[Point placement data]
----------------

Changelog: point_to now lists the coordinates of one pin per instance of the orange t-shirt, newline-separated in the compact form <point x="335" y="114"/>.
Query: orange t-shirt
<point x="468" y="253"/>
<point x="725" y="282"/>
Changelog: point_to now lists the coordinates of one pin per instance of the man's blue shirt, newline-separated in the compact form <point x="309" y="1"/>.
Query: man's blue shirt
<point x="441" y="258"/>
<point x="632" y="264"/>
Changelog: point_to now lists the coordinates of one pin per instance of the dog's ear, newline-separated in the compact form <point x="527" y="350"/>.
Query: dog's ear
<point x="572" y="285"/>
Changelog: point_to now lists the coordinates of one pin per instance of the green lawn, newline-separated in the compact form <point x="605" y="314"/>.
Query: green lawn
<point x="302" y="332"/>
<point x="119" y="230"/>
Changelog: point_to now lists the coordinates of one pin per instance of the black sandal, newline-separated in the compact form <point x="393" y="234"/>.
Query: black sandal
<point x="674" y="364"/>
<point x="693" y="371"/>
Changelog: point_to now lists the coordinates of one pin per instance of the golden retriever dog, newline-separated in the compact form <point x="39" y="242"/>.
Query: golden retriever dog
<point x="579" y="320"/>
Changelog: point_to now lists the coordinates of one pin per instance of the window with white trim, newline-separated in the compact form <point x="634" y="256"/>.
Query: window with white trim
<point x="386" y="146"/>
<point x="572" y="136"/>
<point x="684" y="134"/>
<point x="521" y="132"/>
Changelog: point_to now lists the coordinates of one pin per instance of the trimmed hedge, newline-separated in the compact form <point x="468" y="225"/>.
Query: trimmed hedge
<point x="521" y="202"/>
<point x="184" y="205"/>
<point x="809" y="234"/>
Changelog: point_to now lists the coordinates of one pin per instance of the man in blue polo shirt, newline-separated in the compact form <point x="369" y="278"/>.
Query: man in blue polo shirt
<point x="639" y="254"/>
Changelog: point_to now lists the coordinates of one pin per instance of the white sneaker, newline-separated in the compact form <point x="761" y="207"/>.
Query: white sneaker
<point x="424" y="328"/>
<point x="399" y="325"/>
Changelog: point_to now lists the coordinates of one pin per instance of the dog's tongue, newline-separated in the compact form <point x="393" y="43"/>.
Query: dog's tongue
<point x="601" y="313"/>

----------------

EXERCISE DETAILS » Render the lines of the data above as a Markdown table with the columns "Row" and "Line", numbering the rows in order and leaving out any blank lines.

FULL OUTPUT »
| Row | Line |
|---|---|
| 1 | Changelog: point_to now lists the coordinates of one pin per instance of the orange t-shirt, newline-separated in the compact form <point x="335" y="114"/>. |
| 2 | Query: orange t-shirt |
| 3 | <point x="468" y="253"/> |
| 4 | <point x="725" y="282"/> |
| 5 | Changelog: point_to now lists the coordinates of one pin per instance of the man's blue shirt, newline-separated in the compact form <point x="309" y="1"/>. |
| 6 | Query: man's blue shirt |
| 7 | <point x="441" y="258"/> |
| 8 | <point x="632" y="264"/> |
| 9 | Changelog: point_to now lists the coordinates of one pin per instance of the dog's ear, newline-separated in the compact form <point x="527" y="350"/>. |
| 10 | Query: dog's ear |
| 11 | <point x="572" y="285"/> |
| 12 | Changelog: point_to now lists the coordinates of one pin per instance of the green lawn, newline-separated in the compact form <point x="605" y="314"/>. |
| 13 | Query: green lawn |
| 14 | <point x="302" y="332"/> |
| 15 | <point x="119" y="230"/> |
| 16 | Changelog: point_to now lists the coordinates of one pin per instance of the black sandal, newline-separated in the compact form <point x="393" y="234"/>. |
| 17 | Query: black sandal |
| 18 | <point x="674" y="364"/> |
| 19 | <point x="693" y="371"/> |
| 20 | Changelog: point_to now lists the coordinates of one pin per instance of the golden retriever dog, newline-separated in the compact form <point x="39" y="242"/>. |
| 21 | Query: golden retriever dog |
| 22 | <point x="579" y="320"/> |
| 23 | Changelog: point_to now lists the coordinates of one pin per instance of the window with white trim, newline-separated in the compact form <point x="634" y="256"/>. |
| 24 | Query: window with white trim |
| 25 | <point x="386" y="146"/> |
| 26 | <point x="572" y="136"/> |
| 27 | <point x="684" y="134"/> |
| 28 | <point x="521" y="132"/> |
| 29 | Changelog: point_to now lists the coordinates of one pin per instance of the trimmed hedge, newline-separated in the compact form <point x="468" y="225"/>. |
| 30 | Query: trimmed hedge |
| 31 | <point x="521" y="202"/> |
| 32 | <point x="184" y="205"/> |
| 33 | <point x="809" y="234"/> |
| 34 | Changelog: point_to now lists the coordinates of one pin per instance of the man in blue polo shirt, newline-separated in the compact form <point x="369" y="278"/>. |
| 35 | Query: man in blue polo shirt |
| 36 | <point x="639" y="254"/> |
| 37 | Changelog: point_to now lists the coordinates of one pin per instance of the white sneaker, newline-separated in the compact form <point x="761" y="207"/>. |
| 38 | Query: white sneaker |
| 39 | <point x="424" y="328"/> |
| 40 | <point x="399" y="325"/> |
| 41 | Changelog: point_to now lists the coordinates of one pin per instance of the dog's tongue, newline-separated in the compact form <point x="393" y="43"/>. |
| 42 | Query: dog's tongue |
| 43 | <point x="601" y="313"/> |